O apocalipse em banho-maria
Alberto Dines
Os ingleses são decididamente
diferentes. Assim é que na véspera da passagem do ano, quando todos tentam se
embalar com champanhe e esperanças, o
“Economist”, seu mais importante semanário e um dos mais lidos em todo o
mundo, circula com uma capa mefistofélica. O “Breve Guia para o Inferno” é uma engraçada e
elaborada charge onde diabinhos, diabos e asquerosas criaturas exibem os
pecados capitais interpretados pelos players da cena mundial.
Ninguém escapa: a Luxúria é
representada pelo general Petraeus e Berlusconi, banqueiros são engolidos pelo
monstro da Cobiça, Satanás, diabo-mor, maneja um painel denominado “mudanças
climáticas” enquanto segura a própria capa da revista. O único risonho, Barak
Obama, não obstante ostentar o pecado do Orgulho parece inebriado pela
auto-estima, sem reparar no abismo fiscal. Ao fundo, atolado no lodaçal, um
camburão designado como “jornalismo inglês”. A auto-flagelação faz sentido: os editores
preferiram poupar o premiê britânico a brigar com o governo. Ninguém é de
ferro.

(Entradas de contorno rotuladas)
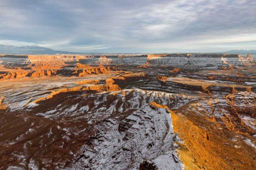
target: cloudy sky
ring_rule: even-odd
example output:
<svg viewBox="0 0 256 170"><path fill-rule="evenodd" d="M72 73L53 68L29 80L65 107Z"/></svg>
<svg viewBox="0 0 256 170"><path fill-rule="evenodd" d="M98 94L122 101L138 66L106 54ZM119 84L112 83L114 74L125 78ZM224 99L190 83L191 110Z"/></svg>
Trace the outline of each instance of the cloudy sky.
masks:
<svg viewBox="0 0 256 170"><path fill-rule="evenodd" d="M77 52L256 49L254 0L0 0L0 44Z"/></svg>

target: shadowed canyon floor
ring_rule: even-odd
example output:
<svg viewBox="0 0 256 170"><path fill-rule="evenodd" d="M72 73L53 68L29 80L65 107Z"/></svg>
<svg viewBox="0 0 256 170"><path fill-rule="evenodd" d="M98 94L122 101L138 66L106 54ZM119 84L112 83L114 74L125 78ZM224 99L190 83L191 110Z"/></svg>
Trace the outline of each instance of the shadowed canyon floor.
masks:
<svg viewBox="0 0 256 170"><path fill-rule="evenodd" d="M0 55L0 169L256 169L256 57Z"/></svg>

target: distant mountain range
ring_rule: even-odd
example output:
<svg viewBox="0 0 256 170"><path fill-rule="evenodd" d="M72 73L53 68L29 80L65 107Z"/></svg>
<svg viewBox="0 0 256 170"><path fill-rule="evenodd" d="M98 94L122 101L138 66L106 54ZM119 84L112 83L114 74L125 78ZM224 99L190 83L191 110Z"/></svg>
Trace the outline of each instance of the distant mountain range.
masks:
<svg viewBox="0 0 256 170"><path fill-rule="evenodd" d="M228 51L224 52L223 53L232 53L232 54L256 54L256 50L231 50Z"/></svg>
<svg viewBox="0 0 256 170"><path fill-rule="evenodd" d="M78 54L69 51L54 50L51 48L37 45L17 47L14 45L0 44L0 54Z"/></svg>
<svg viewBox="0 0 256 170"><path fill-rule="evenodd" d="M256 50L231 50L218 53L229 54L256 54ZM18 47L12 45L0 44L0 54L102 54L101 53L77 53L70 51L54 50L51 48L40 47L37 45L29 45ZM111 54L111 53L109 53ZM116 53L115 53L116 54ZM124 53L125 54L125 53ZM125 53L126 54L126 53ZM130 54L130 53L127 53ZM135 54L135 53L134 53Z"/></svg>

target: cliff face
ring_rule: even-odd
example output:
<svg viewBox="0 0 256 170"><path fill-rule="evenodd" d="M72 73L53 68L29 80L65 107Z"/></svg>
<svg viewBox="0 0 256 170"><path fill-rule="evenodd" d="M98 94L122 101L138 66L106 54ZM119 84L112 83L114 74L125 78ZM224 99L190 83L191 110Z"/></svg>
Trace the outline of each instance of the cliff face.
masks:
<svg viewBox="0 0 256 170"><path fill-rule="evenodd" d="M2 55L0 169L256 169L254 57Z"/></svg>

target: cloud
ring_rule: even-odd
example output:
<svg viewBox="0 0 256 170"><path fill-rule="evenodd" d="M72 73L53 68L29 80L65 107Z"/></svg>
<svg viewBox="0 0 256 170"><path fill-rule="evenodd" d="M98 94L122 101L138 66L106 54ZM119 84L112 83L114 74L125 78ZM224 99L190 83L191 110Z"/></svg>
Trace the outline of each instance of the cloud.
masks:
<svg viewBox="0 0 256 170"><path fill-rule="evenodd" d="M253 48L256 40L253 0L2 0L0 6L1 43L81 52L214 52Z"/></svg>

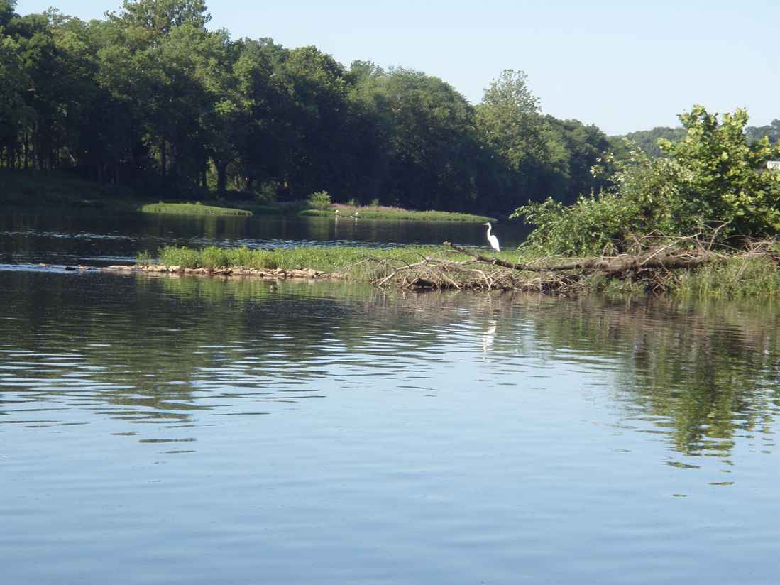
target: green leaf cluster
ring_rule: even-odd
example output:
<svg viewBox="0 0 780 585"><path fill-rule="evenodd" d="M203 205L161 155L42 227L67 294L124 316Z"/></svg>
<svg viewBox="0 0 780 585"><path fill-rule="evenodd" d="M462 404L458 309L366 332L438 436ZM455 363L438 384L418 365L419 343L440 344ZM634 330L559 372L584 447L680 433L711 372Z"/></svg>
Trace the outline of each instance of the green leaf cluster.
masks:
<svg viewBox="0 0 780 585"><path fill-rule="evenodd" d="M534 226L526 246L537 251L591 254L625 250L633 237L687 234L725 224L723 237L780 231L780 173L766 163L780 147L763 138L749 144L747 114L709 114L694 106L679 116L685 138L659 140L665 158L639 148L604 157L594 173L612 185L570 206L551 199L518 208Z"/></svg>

Tarefas a realizar:
**1.** Troque "semanário" por "periódico" no trecho da crônica sobre a capa do Economist que começa em "O apocalipse em" e termina em "da cena mundial.".
**2.** Escreva, por favor, a continuação da crônica sobre a capa do Economist a partir do ponto em que ela termina.
Os dados não são necessários.

Resultados por tarefa:
**1.**
O apocalipse em banho-maria
Alberto Dines
Os ingleses são decididamente
diferentes. Assim é que na véspera da passagem do ano, quando todos tentam se
embalar com champanhe e esperanças, o
“Economist”, seu mais importante periódico e um dos mais lidos em todo o
mundo, circula com uma capa mefistofélica. O “Breve Guia para o Inferno” é uma engraçada e
elaborada charge onde diabinhos, diabos e asquerosas criaturas exibem os
pecados capitais interpretados pelos players da cena mundial.

**2.**
A virada da ampulheta na próxima segunda, 31, será
iluminada pelos fogos de artifício, artificiosos e enganosos, pois o Dia
Seguinte já se prenuncia comprometido. Como numa tela do nosso conhecido
Caravaggio, o claro-escuro está mais escuro do que claro. O apocalipse esquenta
em banho-maria – devagar, infalível.
A crise econômica deixou de ser
notícia de jornal, é realidade palpável, concreta, brutal. Uma generalizada
sensação de década perdida está tirando dos jovens o gosto de começar e, dos
velhos, o prazer de contemplar.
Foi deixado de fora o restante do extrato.